• SUPPLIED MATERIAL
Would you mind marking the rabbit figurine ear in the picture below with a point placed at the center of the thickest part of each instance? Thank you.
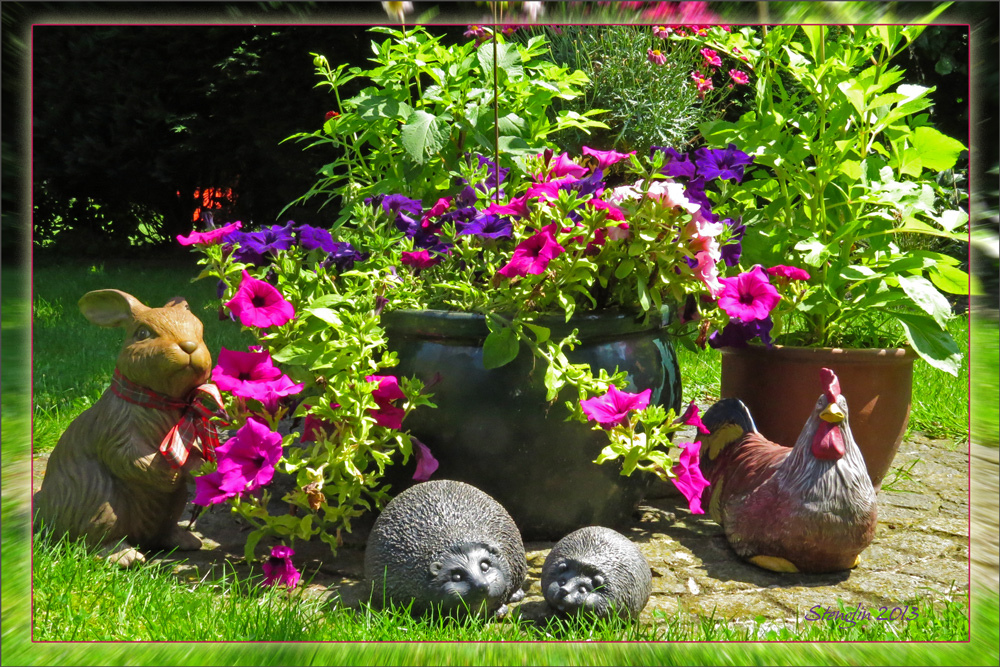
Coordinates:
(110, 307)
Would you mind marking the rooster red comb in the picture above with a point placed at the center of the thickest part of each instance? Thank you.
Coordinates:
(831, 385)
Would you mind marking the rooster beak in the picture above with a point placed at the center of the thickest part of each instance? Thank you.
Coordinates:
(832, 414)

==

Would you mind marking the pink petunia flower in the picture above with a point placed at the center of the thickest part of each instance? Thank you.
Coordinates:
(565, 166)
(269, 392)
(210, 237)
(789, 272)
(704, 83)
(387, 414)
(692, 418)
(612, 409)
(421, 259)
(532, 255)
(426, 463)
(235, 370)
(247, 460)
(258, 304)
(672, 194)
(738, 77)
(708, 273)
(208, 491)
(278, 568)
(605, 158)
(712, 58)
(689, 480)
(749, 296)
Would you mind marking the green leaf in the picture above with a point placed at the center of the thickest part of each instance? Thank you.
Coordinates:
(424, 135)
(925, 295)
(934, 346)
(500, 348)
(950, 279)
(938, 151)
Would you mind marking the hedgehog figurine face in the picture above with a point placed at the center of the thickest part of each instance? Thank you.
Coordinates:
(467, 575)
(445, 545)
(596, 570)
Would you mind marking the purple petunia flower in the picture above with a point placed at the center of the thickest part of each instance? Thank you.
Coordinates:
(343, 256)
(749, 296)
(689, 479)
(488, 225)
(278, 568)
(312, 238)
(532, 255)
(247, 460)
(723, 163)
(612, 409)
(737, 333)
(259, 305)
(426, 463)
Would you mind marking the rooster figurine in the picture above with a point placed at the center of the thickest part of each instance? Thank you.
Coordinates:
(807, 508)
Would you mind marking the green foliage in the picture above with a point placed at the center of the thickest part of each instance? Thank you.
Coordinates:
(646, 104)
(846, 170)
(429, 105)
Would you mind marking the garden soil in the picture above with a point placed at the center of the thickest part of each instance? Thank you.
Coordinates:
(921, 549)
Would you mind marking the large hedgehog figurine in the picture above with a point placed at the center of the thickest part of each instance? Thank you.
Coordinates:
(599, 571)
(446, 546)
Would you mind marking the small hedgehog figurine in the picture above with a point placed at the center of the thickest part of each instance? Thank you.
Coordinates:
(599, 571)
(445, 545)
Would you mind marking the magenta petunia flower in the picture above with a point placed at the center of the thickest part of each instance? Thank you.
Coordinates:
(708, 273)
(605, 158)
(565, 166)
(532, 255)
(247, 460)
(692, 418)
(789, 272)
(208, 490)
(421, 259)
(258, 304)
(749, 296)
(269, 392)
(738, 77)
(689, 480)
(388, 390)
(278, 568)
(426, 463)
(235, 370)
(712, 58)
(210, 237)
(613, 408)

• PROBLEM TO WORK ON
How many lines in the data above contain the word "hedgehog"? Reply with the number alone.

• RESULT OF THE EXERCISE
3